▶ What you have to do:
Quote word for word from the line holding "hinge. Provide the bounding box for each." to the last line below, including both, and omit any pictures.

** Opening Data to examine block **

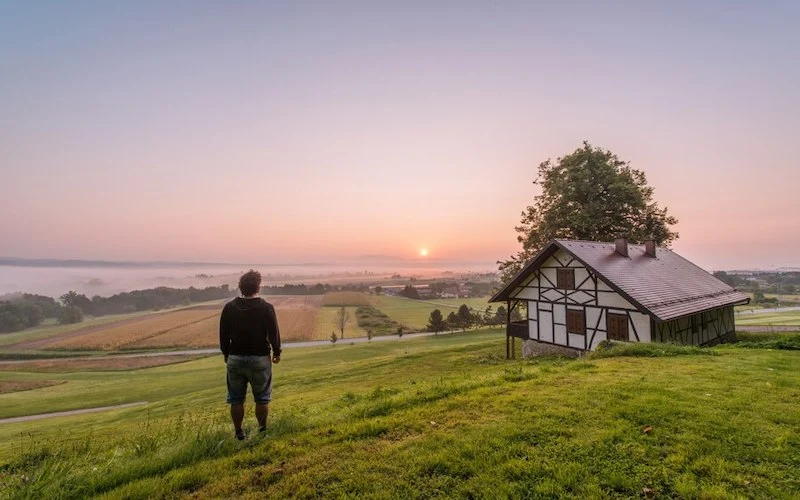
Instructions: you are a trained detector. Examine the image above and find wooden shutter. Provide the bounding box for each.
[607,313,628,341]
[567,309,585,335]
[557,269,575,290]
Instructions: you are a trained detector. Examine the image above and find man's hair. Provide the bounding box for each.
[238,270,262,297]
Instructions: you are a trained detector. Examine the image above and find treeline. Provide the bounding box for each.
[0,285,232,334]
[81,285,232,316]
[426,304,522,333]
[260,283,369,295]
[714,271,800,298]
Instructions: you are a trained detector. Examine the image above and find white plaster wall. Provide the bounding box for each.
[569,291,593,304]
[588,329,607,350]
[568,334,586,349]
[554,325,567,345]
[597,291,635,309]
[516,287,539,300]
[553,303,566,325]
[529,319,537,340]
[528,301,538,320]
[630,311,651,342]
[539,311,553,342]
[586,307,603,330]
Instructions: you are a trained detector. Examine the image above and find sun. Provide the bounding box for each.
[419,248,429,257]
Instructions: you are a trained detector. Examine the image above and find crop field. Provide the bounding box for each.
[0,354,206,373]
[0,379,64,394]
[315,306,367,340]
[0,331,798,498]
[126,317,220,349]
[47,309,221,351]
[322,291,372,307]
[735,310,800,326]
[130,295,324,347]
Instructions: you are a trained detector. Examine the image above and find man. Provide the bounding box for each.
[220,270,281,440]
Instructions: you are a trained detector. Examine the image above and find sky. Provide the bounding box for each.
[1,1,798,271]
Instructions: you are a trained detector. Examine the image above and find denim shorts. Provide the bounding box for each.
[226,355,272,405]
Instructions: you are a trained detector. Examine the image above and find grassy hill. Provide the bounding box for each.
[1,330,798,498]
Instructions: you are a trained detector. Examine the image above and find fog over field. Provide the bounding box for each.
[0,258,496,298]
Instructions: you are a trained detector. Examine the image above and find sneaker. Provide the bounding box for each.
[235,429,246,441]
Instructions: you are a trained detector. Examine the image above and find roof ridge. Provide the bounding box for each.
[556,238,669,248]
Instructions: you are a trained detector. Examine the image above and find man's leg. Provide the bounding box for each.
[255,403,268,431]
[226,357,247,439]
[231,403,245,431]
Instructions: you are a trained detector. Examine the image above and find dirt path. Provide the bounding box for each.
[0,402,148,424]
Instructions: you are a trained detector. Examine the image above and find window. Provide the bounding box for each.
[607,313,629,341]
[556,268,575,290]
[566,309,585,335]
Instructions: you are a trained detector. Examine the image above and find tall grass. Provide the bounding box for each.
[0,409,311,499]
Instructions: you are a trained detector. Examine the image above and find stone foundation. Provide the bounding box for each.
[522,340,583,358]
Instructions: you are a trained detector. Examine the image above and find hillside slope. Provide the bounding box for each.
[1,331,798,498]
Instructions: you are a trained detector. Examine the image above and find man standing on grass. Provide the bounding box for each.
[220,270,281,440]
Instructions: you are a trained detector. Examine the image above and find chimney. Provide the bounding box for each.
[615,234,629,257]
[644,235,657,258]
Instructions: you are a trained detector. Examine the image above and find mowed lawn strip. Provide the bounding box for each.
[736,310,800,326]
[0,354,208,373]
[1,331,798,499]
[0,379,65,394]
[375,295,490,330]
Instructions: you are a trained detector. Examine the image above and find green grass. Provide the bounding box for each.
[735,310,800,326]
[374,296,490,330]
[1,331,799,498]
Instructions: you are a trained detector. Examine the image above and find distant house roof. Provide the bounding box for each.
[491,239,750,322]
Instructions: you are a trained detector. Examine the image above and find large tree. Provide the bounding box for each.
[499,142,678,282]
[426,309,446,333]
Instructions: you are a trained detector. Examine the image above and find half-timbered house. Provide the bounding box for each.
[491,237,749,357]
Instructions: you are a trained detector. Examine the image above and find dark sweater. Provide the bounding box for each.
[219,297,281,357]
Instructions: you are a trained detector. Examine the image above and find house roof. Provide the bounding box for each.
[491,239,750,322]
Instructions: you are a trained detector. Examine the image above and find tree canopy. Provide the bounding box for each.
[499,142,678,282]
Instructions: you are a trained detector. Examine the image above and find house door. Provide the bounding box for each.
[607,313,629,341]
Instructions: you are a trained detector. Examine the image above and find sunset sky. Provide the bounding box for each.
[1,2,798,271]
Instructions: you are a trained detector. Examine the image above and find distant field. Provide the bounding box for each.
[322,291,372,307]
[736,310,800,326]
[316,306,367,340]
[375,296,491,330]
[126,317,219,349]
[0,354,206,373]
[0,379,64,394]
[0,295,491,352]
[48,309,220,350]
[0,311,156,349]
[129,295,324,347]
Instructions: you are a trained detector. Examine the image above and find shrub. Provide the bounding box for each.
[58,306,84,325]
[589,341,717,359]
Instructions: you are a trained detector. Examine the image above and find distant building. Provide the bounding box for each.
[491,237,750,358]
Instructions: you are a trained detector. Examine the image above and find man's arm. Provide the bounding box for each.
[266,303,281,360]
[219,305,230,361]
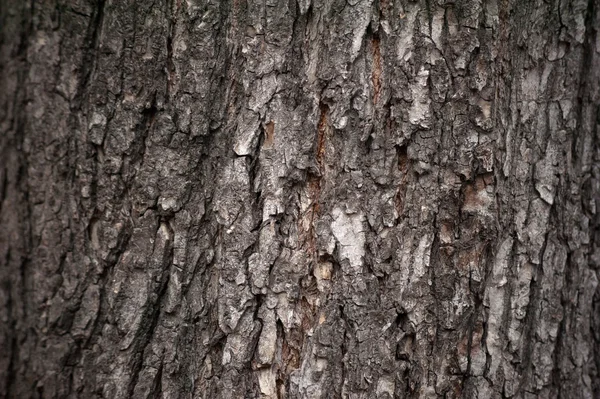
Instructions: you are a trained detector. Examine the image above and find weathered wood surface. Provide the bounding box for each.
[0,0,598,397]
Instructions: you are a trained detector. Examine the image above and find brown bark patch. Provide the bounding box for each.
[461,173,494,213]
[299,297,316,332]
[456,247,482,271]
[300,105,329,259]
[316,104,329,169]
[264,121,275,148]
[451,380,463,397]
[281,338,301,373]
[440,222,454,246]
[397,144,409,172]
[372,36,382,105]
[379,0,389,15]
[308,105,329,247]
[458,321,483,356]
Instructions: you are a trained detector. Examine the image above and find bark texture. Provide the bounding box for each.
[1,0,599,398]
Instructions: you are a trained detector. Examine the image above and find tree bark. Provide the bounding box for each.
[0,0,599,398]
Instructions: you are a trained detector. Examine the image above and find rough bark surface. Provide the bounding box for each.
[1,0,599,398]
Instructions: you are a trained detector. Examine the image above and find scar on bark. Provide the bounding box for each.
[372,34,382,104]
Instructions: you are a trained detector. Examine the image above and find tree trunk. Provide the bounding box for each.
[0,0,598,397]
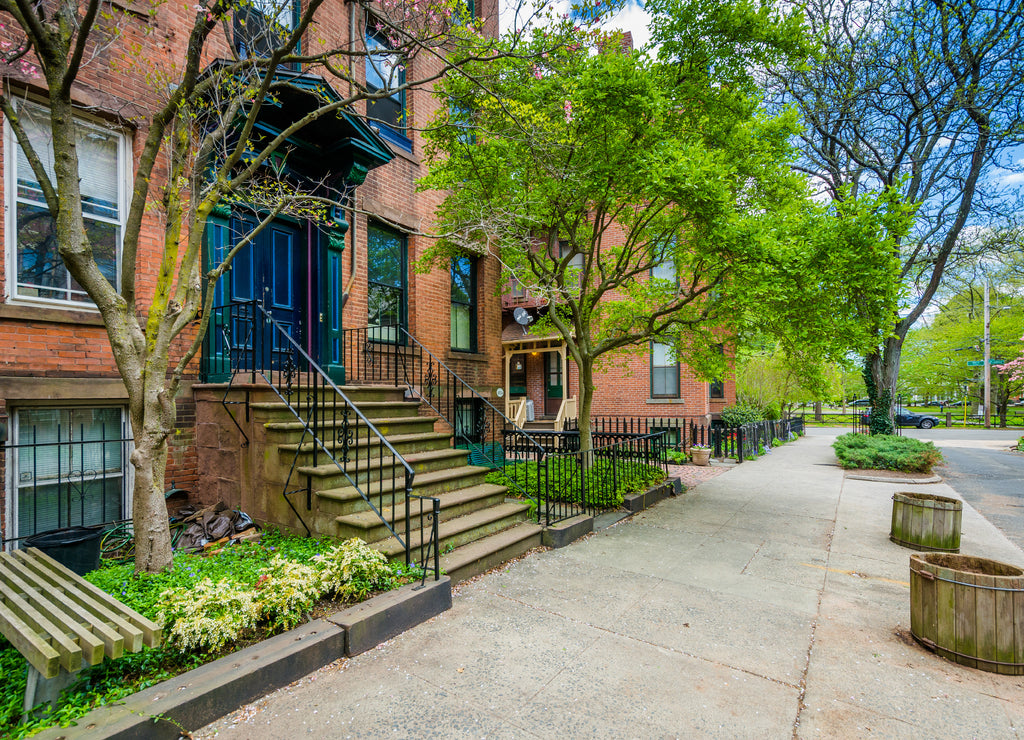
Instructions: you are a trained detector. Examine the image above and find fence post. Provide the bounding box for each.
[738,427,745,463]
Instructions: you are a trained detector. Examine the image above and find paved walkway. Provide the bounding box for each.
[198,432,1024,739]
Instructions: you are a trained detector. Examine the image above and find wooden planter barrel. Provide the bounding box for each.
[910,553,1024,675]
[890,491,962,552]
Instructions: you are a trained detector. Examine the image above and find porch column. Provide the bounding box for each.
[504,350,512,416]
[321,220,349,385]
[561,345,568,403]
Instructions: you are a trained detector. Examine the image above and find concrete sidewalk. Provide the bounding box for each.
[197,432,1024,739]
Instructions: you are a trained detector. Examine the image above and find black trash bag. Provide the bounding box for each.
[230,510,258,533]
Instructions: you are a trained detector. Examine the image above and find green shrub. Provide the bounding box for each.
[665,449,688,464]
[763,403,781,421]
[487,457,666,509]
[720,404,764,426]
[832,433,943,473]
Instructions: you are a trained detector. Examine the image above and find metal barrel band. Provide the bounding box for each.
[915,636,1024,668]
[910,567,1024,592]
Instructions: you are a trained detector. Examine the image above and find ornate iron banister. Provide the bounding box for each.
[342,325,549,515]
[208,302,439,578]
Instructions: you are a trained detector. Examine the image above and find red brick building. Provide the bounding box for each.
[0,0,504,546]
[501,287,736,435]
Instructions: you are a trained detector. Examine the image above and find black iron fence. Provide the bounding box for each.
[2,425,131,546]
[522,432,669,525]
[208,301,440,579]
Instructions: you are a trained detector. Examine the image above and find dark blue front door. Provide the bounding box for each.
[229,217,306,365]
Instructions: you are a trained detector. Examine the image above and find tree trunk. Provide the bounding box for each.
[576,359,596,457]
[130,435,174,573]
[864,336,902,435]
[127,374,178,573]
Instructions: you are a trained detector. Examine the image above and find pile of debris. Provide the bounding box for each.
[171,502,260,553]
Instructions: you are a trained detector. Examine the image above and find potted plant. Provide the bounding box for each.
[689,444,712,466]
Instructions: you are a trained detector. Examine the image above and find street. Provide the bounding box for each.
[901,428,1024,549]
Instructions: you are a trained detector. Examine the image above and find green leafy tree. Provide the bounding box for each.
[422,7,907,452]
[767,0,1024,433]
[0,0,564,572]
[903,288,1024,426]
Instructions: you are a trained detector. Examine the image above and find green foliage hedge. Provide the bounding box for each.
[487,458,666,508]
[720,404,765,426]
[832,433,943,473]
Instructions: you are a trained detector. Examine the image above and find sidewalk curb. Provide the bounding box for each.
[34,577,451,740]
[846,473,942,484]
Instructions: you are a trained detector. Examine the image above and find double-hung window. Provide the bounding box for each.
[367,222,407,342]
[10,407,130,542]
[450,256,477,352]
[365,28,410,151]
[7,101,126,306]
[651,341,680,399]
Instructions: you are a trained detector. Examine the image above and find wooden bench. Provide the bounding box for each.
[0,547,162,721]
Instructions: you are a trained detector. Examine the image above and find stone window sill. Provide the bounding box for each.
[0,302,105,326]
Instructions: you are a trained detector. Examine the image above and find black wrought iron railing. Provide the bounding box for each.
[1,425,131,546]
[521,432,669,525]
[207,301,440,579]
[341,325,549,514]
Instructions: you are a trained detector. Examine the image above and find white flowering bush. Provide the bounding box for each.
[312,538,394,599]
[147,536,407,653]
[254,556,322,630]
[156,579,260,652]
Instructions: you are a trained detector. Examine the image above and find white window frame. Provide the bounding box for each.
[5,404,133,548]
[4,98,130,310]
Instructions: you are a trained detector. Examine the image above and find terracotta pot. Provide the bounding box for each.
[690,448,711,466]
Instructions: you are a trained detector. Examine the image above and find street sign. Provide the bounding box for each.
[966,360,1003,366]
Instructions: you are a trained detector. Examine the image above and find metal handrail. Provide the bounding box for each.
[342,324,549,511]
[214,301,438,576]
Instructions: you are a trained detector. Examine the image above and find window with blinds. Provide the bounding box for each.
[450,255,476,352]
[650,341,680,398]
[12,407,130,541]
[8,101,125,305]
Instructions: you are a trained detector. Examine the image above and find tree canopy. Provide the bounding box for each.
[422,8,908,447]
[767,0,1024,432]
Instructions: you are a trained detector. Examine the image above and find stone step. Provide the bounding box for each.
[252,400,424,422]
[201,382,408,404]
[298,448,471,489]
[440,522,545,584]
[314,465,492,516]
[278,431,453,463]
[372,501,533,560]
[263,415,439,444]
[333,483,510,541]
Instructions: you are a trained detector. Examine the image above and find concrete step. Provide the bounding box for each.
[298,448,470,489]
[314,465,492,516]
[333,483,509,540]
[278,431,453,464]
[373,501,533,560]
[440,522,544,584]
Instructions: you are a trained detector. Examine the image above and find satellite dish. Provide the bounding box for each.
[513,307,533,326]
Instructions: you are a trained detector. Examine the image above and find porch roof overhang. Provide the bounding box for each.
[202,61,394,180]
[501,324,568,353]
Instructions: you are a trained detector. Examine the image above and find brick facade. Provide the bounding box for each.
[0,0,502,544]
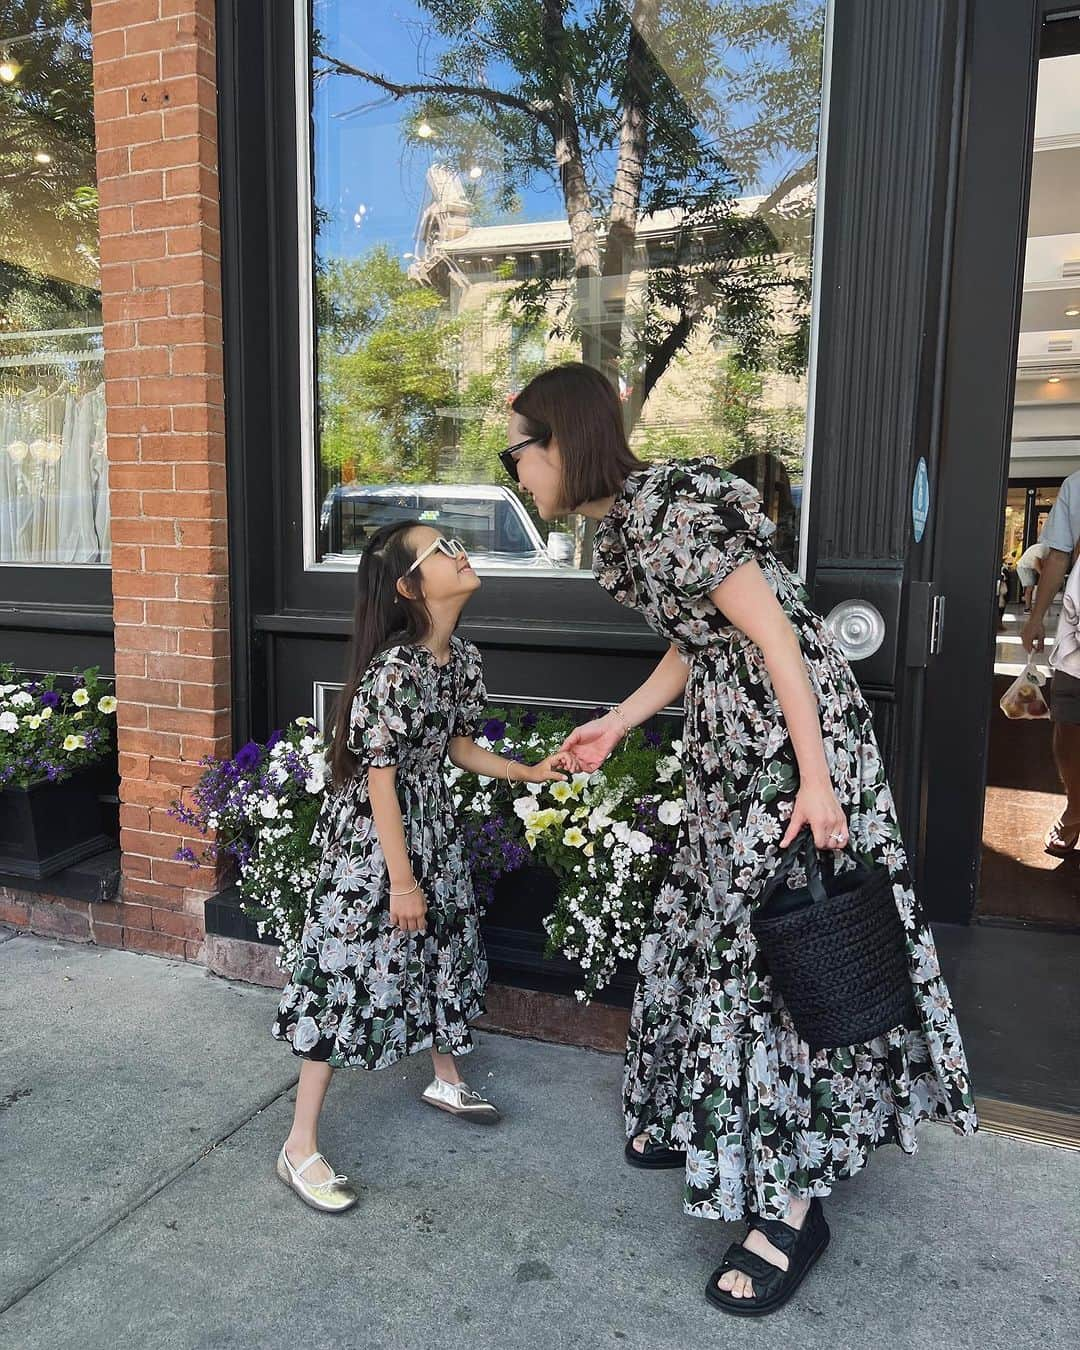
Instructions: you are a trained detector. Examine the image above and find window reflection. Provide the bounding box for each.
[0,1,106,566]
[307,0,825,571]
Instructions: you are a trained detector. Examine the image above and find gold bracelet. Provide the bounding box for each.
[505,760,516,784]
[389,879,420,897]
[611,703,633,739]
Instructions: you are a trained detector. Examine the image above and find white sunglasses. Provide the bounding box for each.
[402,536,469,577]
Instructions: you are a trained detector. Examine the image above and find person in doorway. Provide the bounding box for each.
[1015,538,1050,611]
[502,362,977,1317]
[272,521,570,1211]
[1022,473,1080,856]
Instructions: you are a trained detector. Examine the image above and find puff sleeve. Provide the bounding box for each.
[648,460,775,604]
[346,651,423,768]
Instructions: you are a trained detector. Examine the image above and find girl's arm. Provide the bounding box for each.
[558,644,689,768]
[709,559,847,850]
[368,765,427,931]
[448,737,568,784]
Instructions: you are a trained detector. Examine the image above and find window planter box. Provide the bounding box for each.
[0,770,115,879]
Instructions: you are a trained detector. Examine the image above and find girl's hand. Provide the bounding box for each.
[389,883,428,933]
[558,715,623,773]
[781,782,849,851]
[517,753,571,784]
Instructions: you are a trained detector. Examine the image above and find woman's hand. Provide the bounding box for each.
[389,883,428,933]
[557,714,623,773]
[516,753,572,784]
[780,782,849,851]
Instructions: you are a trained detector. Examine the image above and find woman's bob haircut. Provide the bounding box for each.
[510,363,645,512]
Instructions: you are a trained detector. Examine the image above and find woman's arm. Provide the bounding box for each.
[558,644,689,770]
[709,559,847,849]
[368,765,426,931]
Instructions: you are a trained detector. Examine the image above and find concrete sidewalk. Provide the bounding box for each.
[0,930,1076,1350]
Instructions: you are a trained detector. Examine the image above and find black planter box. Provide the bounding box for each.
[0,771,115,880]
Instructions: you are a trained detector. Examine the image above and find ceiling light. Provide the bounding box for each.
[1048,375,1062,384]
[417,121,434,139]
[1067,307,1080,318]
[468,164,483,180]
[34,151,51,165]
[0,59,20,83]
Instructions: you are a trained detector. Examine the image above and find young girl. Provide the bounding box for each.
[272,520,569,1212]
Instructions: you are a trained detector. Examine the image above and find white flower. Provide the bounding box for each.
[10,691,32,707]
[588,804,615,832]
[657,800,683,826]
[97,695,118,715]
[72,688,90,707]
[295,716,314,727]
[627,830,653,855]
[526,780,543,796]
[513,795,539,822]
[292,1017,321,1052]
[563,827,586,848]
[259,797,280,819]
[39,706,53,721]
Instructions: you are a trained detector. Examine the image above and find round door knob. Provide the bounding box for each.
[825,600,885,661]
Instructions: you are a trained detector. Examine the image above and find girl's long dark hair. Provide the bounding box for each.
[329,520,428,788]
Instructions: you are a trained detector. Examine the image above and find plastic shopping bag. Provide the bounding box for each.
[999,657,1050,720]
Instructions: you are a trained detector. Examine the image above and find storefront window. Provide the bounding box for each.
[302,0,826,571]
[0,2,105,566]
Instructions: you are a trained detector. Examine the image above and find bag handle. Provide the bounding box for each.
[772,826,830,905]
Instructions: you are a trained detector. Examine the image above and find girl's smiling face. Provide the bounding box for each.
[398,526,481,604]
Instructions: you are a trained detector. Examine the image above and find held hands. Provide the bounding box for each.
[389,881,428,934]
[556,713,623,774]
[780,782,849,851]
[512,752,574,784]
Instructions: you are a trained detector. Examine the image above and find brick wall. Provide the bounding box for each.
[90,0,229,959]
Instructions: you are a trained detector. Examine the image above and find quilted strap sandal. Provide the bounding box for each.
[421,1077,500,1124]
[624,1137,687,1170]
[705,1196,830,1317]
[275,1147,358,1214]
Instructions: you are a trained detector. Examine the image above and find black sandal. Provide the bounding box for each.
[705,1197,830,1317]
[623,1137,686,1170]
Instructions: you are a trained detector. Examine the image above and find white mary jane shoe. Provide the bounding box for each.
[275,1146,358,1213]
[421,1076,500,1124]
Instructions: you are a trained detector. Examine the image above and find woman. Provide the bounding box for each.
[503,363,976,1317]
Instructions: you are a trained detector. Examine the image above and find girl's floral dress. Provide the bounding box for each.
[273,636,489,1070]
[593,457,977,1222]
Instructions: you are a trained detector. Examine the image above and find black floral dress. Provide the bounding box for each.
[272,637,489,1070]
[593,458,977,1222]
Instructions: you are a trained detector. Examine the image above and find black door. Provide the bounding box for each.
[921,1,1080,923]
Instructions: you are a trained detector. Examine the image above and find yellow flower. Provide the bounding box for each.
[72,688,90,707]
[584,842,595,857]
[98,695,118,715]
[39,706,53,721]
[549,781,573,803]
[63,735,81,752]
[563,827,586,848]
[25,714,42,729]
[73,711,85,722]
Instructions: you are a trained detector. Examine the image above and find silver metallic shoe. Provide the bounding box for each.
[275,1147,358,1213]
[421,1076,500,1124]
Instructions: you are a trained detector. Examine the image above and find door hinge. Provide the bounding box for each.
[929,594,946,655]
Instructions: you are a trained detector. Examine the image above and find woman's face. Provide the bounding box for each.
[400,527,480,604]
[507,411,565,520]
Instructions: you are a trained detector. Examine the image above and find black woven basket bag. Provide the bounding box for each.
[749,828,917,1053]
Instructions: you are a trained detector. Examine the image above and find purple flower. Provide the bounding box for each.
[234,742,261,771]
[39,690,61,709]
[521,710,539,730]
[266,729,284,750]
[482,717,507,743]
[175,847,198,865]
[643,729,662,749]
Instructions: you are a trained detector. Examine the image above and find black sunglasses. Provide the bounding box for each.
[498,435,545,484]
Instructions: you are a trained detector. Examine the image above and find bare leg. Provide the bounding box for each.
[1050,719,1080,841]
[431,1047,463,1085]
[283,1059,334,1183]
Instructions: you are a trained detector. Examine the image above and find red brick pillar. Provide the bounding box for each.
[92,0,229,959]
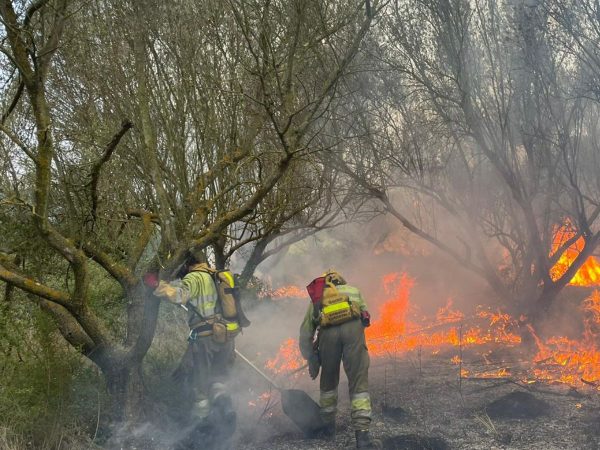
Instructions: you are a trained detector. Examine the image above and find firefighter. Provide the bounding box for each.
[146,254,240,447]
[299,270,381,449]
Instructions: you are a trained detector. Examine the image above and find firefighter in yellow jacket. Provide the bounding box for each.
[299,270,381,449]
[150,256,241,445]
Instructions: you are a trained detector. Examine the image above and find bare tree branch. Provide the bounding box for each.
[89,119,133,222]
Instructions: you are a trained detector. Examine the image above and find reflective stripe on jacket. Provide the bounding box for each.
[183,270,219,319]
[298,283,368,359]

** Closing Data to examine block **

▶ Completed task:
Instructions: you are a trained detector. Examine the image above and find door hinge. Provide the bounding box for each.
[929,594,946,655]
Instructions: you are a trained detector. Examine the image above and find woman's face. Provide the bounding box for each.
[400,527,480,604]
[507,411,565,520]
Instructions: you are a trained detector. Examine the image above and find black woven basket bag. Provide the bounding box for each.
[749,828,917,1053]
Instructions: you are a trained detector. Examine the image above and find purple flower. Provide the bounding box for each.
[234,742,261,771]
[39,690,61,709]
[521,710,539,730]
[266,729,284,750]
[482,717,507,743]
[175,847,198,865]
[643,729,662,749]
Instructions: you are a trained detector. Examine the image above and find black sunglasses. Provide the bounding box for each.
[498,435,545,484]
Instructions: you are a trained detector. Examine the image above and find bare leg. Provide the bounding box for each.
[1050,719,1080,841]
[431,1047,463,1085]
[283,1059,334,1183]
Instructions: you are a trained detector. Examine the image above and find red brick pillar. Provide the bounding box for each.
[92,0,229,959]
Instructions: you are a trained detector. Examine the image above and find firefighter. Provide the bounding box for each.
[146,254,240,447]
[299,270,381,449]
Instructions: you are a trained detector. Examine the image above and find firefighter in yellow jacket. Provide the bounding box for each.
[299,270,381,449]
[150,256,241,445]
Instructions: you are a trained detector. Examine the image above and find bare tree branch. Provide the bounding box for each.
[89,119,133,222]
Instructions: you are a trained detector. Examine the image above and find reflective stripe on jacket. Provide the bounding box for each.
[183,270,219,319]
[298,283,368,359]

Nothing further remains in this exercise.